**Избранный отрывок**
************

Немыслимо сравнивать обстоятельства эпох и масштабы дарований, но, скажем, функционально Межиров занимал в свои времена место Валерия Брюсова, положение наиболее авторитетного и уважаемого арбитра среди действующих поэтов. Но личностные свойства Александра Петровича побуждают меня припомнить и Максима Горького, о котором вот как написал взращённый им Бабель: «Им владела не ослабевавшая ни на мгновенье, невиданная, безграничная страсть к человеческому творчеству. Он страдал, когда человек, от которого он ждал многого, оказывался бесплоден. И, счастливый, он потирал руки и подмигивал миру, небу, земле, когда из искры возгоралось пламя…»
И один в поле воин… Всё предыдущее сказано для того, чтобы попытаться хоть несколько, урывками припоминаний, показать Александра Межирова как фигуру культуры и истории словесности. Как работника литературы и участника жизни, без которого та и другая обеднели и обмелели. Кажется, мне не стоит слишком много говорить верным его читателям о том, что сверх всего, прежде всего и по преимуществу он был оригинальным поэтом, оставившим глубокий след в душах. На одном раннем своём сборнике, поднесённом ему, я сделал такую дерзновенную надпись: «…самому радикальному поэту». И только. Он был тронут и отозвался горячо. Может быть, и глубоко был тронут… А слёзы на его глазах я видел раз в жизни – когда Виктор Михайлович Василенко, старейший профессор-искусствовед и незаурядный поэт, жалобно поведал нам о перипетиях каторжной своей жизни.
Быть может, идея внедрения прозы в стихи (если вдуматься, это была, напротив, идея вторжения поэзии в заповедную область прозы, усвоения её материала) была не новой. Но автор позднего сборника «Проза в стихах» поставил на эту карту «всё, что осталось». Вновь захотелось, всё разломав, перемениться, преобразиться (по счастью, в нашем ремесле и отвергнутое не пропадает, если однажды выбралось на свет). Страстный игрок, он не боялся и смертельного риска… Обмолвлюсь, что говорю здесь о риске творческом, эстетическом, стиховом. А вообще-то Межиров умел и здорово рисковать, но и выживать, чудом уцелевать в подцензурной литературе. Как-то показал мне свою переписку с одним крупным чиновником, к ней приставленным, которому отослал на просмотр поэму и получил укоризненный ответ. По тогдашней наивности я удивился: «Как, вы захотели его ознакомить?» Он угрюмо ответил: «Я захотел дать ему понять, что, если она и появится в списках, то всё равно предназначена не для самиздата, и что я буду стараться её напечатать». Потом сказал: «Не надо бояться ни умных чиновников, ни клинических сумасшедших. Бояться надо тех людей, в которых проснулась совесть. Потому, что она опять может в них заснуть».

************

**Перечень**
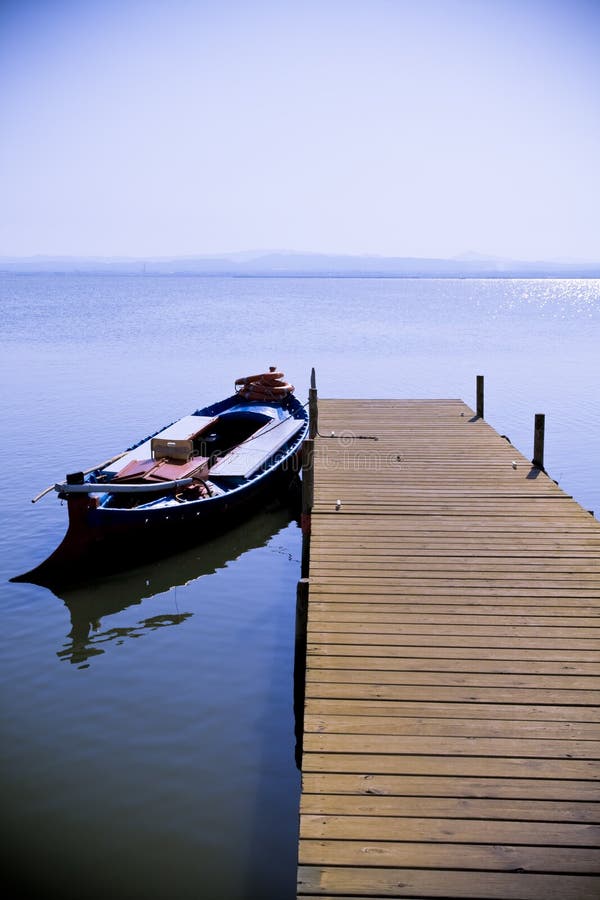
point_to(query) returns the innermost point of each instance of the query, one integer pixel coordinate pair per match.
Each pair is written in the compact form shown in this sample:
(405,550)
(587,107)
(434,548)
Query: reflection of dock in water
(108,596)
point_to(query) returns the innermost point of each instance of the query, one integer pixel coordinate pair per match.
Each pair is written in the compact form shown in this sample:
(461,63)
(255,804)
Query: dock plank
(451,743)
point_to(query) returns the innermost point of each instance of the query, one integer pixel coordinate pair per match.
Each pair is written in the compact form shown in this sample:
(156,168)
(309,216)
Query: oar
(87,472)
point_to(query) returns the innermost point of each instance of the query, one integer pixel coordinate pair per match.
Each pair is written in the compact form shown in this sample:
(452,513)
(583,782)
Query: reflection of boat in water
(199,475)
(107,596)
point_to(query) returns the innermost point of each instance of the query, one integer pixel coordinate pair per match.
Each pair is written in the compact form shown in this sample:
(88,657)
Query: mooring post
(313,414)
(308,489)
(538,440)
(480,396)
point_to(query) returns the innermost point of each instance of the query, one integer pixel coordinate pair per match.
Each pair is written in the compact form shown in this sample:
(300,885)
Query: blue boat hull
(101,538)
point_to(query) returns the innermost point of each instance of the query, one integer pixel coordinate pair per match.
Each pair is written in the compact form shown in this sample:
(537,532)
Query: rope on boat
(268,386)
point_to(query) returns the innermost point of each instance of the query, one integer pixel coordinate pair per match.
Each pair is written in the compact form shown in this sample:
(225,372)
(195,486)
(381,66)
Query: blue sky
(431,128)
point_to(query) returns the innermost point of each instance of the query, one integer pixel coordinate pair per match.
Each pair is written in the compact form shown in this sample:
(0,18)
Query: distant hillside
(305,264)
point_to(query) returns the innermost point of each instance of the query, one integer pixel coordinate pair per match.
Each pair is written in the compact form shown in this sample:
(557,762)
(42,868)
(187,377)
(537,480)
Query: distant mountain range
(288,264)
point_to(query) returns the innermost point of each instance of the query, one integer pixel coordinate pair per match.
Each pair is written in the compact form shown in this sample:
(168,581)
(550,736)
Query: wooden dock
(451,726)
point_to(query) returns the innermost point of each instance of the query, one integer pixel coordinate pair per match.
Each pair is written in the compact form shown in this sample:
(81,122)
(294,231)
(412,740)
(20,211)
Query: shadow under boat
(108,595)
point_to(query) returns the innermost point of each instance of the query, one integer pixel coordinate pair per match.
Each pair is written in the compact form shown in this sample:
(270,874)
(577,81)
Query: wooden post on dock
(313,415)
(480,396)
(308,489)
(538,440)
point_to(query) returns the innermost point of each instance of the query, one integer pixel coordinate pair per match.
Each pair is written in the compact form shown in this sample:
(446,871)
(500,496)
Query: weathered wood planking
(452,726)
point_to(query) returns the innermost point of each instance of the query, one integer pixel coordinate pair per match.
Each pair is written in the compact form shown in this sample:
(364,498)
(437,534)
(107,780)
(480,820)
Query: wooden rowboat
(192,479)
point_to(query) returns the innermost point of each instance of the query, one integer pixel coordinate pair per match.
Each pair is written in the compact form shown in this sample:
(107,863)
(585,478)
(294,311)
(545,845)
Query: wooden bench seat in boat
(162,470)
(245,459)
(185,429)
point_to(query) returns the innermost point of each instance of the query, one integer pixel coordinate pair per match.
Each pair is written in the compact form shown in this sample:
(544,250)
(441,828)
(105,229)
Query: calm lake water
(148,729)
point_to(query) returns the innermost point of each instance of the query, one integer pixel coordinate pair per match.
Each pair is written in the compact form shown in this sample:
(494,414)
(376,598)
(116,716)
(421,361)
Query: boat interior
(214,453)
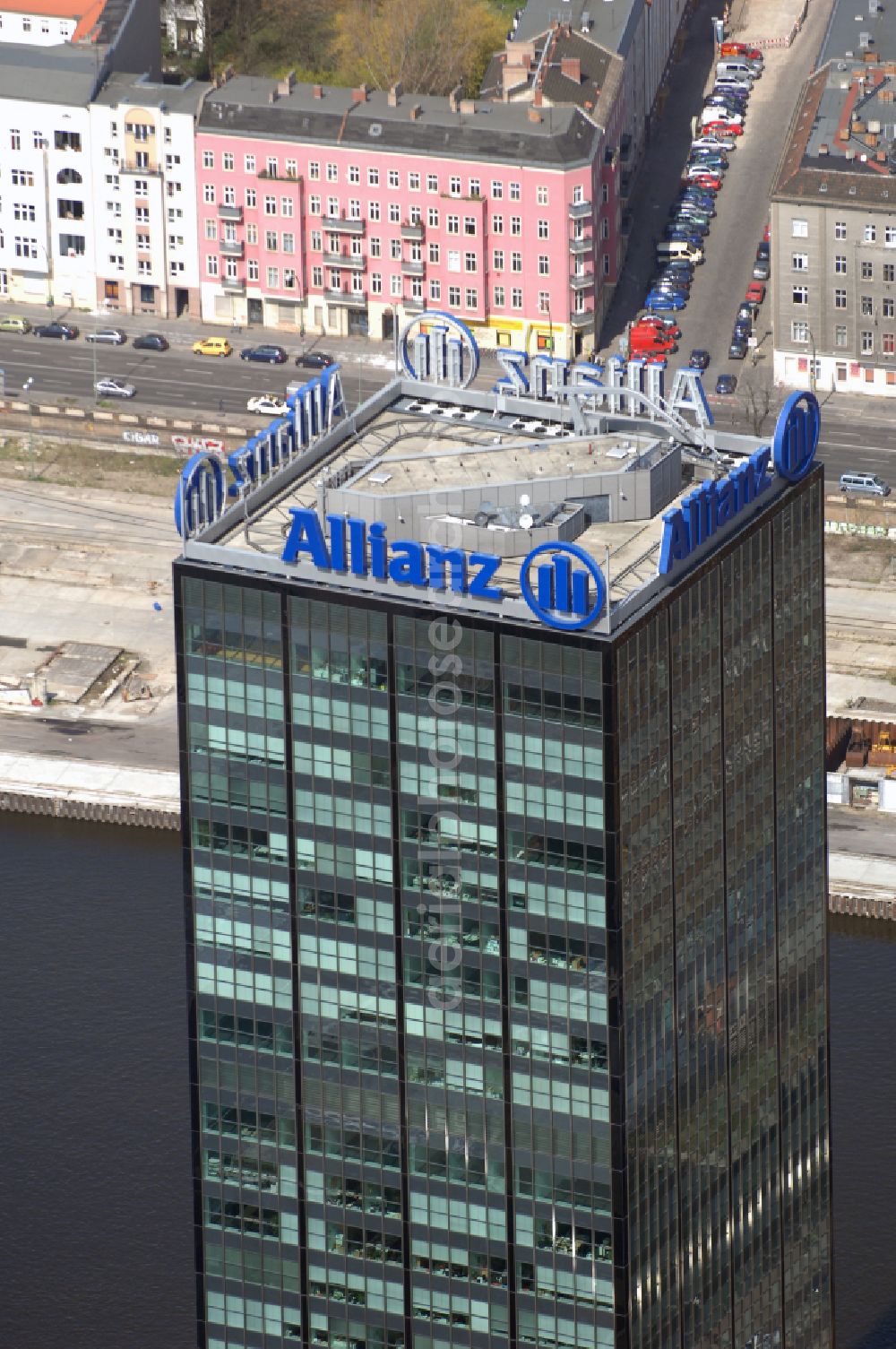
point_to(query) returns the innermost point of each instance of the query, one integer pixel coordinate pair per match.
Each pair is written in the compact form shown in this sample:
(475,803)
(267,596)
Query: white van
(868,483)
(677,248)
(738,68)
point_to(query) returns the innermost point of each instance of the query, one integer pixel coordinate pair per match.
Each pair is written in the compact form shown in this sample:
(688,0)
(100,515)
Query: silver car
(108,336)
(109,387)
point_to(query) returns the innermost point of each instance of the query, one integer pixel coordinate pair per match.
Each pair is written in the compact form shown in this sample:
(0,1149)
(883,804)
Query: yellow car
(212,347)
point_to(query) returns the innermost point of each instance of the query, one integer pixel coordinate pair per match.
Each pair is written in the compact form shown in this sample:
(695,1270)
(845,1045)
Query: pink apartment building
(335,211)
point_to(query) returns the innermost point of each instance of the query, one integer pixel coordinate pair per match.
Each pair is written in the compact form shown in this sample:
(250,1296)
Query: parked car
(66,332)
(108,336)
(266,352)
(212,347)
(314,359)
(150,342)
(109,387)
(269,405)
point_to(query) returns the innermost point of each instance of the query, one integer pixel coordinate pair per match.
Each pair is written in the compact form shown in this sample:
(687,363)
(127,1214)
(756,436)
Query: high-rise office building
(504,791)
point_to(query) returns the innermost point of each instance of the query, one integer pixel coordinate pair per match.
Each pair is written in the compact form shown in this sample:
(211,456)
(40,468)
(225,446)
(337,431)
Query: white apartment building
(46,182)
(142,149)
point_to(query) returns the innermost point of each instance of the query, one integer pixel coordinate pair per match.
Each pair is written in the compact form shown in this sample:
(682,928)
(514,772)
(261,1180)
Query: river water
(96,1247)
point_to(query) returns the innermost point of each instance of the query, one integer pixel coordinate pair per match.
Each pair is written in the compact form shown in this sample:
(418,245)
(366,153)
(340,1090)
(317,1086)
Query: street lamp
(24,390)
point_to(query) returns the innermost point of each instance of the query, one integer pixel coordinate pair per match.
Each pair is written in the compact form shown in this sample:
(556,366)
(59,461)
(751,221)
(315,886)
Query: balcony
(347,227)
(347,298)
(349,261)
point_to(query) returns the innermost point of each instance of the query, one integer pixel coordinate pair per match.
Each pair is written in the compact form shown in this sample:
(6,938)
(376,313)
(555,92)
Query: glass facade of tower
(508,958)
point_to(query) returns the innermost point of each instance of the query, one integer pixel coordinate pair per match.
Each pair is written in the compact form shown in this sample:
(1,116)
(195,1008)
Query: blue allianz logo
(563,596)
(797,435)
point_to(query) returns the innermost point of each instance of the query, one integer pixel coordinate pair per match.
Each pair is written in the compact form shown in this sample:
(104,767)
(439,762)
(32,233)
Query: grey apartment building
(504,827)
(834,218)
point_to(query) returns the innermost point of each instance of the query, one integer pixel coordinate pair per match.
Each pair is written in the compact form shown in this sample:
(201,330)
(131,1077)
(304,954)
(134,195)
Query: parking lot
(720,281)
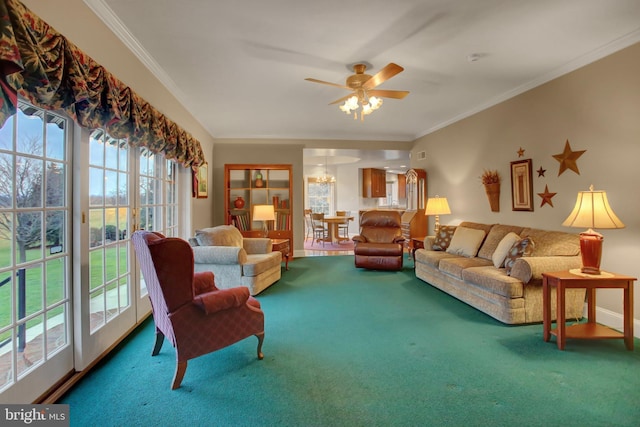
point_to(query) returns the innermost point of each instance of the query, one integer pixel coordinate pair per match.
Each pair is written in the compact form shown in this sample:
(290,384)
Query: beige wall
(86,31)
(238,153)
(597,108)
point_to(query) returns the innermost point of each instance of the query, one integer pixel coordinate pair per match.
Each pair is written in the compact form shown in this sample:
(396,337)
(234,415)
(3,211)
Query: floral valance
(44,67)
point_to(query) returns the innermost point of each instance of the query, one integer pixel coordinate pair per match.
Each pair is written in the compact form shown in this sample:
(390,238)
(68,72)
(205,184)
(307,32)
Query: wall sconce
(437,206)
(592,210)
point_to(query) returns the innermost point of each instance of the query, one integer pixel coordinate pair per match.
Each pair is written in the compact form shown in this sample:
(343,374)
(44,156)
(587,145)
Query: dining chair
(320,232)
(308,224)
(343,228)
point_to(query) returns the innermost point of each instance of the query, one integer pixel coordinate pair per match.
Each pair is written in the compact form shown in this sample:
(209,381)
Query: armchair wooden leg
(181,368)
(158,345)
(260,341)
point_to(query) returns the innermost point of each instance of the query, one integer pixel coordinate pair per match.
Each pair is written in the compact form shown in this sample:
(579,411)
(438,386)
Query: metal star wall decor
(546,196)
(568,159)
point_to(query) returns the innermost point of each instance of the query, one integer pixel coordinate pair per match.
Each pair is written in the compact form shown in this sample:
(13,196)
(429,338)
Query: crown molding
(586,59)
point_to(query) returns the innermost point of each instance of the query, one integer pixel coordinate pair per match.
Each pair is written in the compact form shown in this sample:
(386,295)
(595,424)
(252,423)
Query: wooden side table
(564,280)
(416,243)
(282,246)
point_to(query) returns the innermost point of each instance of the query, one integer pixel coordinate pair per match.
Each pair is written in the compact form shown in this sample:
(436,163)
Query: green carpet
(350,347)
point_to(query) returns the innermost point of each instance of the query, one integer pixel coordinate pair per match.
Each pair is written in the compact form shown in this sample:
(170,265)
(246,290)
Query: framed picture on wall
(200,182)
(521,185)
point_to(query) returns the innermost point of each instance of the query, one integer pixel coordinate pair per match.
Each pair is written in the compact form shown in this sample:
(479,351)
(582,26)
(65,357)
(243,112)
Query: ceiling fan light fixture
(360,84)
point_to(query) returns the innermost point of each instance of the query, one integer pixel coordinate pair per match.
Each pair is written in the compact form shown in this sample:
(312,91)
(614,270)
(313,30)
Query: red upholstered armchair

************

**Условие задания**
Напишите продолжение отрывка о поэте Александре Межирове, начиная сразу после его последней фразы.

**Ответ к заданию**
Он жил внутренней свободой и, конечно, жадно желал и внешней. Вместе с тем… «Чужды мне ваши крайние взгляды…» Одновременно и леонтьевец, и розановец, не бунтарь и не реакционер, но благородный консерватор, он в эпоху перемен, в дни всеобщего опьянения свободами и наглядного превращения мирного народонаселения в буйные толпы, движимые чьим-то чужим умом («народ на уровне толпы»), был полон ужасающих предчувствий и не зря зарифмовал «гласность» и «опасность».
Великое потрясение от войны, потом, быть может, не менее великое – от Индии, от её повседневной жизни, напомнившей войну жизненной правдой своей жестокости и своего сострадания. Между ними – Грузия, своей великой поэзией, своим праздничным бытом и уроками своей человечности обворожившая не одного русского поэта. И затем – эта «Проза в стихах» с предчувствием заката империи. И наконец – горький хлеб изгнания.
Кажется, во всех его стихах, в разной мере удавшихся, присутствуют два убедительных признака подлинной поэзии: во-первых, в них удерживается незаёмный звук, во-вторых, они неотвратимо врезаются в память. Он подарил нам, поэзии русской, собственный звук и сохранил верность себе до конца. И в самых поздних стихах настойчиво, словно убеждая себя самого, ощутимо задыхающимся голосом он произносил исповедание своей веры:
Никак не содержаньем
Поэзия жива,
А только звуком ранним —
Седая голова.
Его выгнало за границу не желание лучше устроиться в тяжёлое время. В окопах Волховского фронта и позже, когда он был гоним за превознесение русской иконописи и ожидал ареста, то мужественно прожил и несравненно худшие дни. Был безучастен к удобствам и (после блокадных впечатлений) безучастен к вкусу и качеству пищи. И не страх перед чьим-либо мстительным преследованием его гнал, не мнение «взявшихся за руки» друзей и не больная совесть, хотя именно муки совести не единый миг, а всю жизнь не давали ему покоя (повторяя пушкинское «И с отвращением читая жизнь мою», он, и ядовито, и жаля самого себя, замечал: «Ну, современный поэт, должно быть, написал бы: «с умилением»!). Было убийственным лишь ощущение непрекращающейся утечки кислорода из воздуха страны, которая была единственной и единственно любимой родиной («Не историческая, но Родная…»). То, что будет твориться на её земле, он раньше всех предчувствовал. И в новом, разреженном воздухе задыхался… И вот уже к эпохе эмиграции относится межировское четверостишие большой силы:
Может родина сына обидеть,
Может даже камнями побить,
Можно родину возненавидеть,
Невозможно её разлюбить.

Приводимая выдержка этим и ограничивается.